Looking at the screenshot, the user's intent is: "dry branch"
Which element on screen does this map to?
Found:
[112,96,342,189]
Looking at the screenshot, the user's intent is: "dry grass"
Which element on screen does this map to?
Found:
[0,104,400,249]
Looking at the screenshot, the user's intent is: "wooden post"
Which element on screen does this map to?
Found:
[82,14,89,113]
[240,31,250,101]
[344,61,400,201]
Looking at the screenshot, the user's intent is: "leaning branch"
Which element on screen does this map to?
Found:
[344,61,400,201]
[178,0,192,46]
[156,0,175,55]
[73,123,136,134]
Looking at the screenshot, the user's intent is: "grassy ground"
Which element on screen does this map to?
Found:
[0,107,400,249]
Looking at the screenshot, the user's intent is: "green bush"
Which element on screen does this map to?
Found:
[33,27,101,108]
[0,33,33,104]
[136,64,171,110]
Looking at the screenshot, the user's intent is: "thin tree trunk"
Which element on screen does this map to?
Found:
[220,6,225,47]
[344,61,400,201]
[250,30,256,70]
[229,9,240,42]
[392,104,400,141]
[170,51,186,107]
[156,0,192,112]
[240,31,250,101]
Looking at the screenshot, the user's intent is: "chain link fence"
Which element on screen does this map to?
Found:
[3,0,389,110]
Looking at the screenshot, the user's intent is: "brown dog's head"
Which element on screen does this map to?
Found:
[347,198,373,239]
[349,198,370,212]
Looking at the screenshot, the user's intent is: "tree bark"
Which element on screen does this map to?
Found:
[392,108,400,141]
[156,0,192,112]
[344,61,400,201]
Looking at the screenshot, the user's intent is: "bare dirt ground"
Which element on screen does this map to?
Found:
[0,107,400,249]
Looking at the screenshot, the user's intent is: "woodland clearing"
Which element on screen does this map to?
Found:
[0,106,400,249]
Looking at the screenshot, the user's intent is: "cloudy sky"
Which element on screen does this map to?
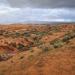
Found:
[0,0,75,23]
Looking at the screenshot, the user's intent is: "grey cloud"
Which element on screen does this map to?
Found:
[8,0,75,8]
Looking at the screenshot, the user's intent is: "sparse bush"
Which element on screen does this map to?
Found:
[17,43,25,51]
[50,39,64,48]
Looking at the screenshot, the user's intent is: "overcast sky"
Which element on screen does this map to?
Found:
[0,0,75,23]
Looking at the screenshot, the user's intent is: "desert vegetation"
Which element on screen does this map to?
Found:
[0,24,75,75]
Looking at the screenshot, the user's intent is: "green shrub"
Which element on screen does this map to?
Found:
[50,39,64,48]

═══

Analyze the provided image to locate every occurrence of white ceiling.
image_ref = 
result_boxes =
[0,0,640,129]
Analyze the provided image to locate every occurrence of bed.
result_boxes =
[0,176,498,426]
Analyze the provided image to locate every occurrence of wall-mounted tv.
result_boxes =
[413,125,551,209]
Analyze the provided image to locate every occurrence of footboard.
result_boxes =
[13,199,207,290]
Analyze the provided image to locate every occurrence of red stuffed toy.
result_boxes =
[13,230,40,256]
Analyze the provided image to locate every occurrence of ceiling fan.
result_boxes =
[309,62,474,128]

═══

• _Work to complete_
Rewrite the material from the line containing "of wall-mounted tv." through the line containing "[13,199,207,290]", swapping "footboard" for "headboard" and leaving everything else as it is. Give only those lines.

• _Answer to this problem_
Analyze the provided image to locate every occurrence of wall-mounted tv.
result_boxes =
[413,125,551,209]
Analyze the provided image to locate every occurrence of headboard.
result_boxes =
[13,199,207,290]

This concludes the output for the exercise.